- **Extracted records**:
=-=-=

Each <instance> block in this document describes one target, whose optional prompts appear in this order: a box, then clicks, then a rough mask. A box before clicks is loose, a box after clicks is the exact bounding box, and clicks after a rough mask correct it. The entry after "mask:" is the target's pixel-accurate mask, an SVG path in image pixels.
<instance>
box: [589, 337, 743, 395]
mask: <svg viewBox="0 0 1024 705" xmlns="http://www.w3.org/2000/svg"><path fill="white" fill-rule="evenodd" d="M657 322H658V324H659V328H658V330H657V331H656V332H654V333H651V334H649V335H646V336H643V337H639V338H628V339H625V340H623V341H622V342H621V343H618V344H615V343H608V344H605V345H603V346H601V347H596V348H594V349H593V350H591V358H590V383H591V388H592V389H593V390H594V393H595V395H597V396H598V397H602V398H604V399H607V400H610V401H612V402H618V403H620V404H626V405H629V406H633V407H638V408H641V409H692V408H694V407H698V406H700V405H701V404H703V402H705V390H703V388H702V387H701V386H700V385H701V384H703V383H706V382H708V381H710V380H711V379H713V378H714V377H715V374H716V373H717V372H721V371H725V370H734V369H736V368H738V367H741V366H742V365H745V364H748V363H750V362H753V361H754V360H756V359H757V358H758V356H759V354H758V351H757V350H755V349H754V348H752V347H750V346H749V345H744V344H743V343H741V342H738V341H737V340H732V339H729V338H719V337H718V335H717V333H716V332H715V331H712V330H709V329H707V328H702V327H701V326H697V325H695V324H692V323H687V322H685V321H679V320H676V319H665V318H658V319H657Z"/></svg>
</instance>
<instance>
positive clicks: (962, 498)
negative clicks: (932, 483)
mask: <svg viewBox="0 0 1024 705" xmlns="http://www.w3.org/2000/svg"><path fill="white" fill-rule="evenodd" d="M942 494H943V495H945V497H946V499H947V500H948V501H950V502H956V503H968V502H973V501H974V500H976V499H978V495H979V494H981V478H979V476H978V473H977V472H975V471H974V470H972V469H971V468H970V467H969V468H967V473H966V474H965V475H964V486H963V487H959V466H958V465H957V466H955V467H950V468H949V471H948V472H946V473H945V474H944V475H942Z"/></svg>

=-=-=

Take the entries above and transcribe them exactly as they stand.

Each <instance> block in this document describes one target, whose optional prompts appear in this order: a box, then clicks, then a rough mask. A box before clicks is loose, a box after clicks is the exact bounding box, and clicks after a rough mask correct it. The entry after "mask:" is the target's pixel-accurate mask, an SVG path in image pixels.
<instance>
box: [589, 337, 743, 395]
mask: <svg viewBox="0 0 1024 705" xmlns="http://www.w3.org/2000/svg"><path fill="white" fill-rule="evenodd" d="M657 322H658V324H659V328H658V330H657V331H656V332H654V333H651V334H649V335H646V336H643V337H639V338H628V339H625V340H623V341H622V342H621V343H618V344H615V343H608V344H605V345H603V346H601V347H596V348H594V349H593V350H591V358H590V383H591V388H592V389H593V390H594V393H595V395H597V396H598V397H602V398H604V399H607V400H610V401H612V402H618V403H620V404H626V405H629V406H633V407H638V408H641V409H692V408H694V407H698V406H700V405H701V404H703V402H705V390H703V388H702V387H701V386H700V385H701V384H703V383H706V382H708V381H710V380H711V379H713V378H714V377H715V374H716V373H717V372H721V371H725V370H734V369H736V368H738V367H741V366H742V365H745V364H748V363H750V362H753V361H754V360H756V359H757V358H758V356H759V354H758V351H757V350H755V349H754V348H752V347H750V346H749V345H744V344H743V343H741V342H738V341H737V340H732V339H729V338H719V337H718V335H717V333H716V332H715V331H712V330H709V329H707V328H702V327H701V326H697V325H695V324H692V323H687V322H685V321H679V320H676V319H665V318H658V319H657Z"/></svg>
</instance>
<instance>
positive clicks: (962, 498)
negative clicks: (932, 483)
mask: <svg viewBox="0 0 1024 705" xmlns="http://www.w3.org/2000/svg"><path fill="white" fill-rule="evenodd" d="M942 494H943V495H945V497H946V499H947V500H948V501H950V502H956V503H968V502H973V501H974V500H976V499H978V495H979V494H981V478H979V476H978V473H977V472H975V471H974V470H972V469H971V468H970V467H969V468H967V473H966V474H965V475H964V486H963V487H959V466H958V465H957V466H955V467H950V468H949V471H948V472H946V473H945V474H944V475H942Z"/></svg>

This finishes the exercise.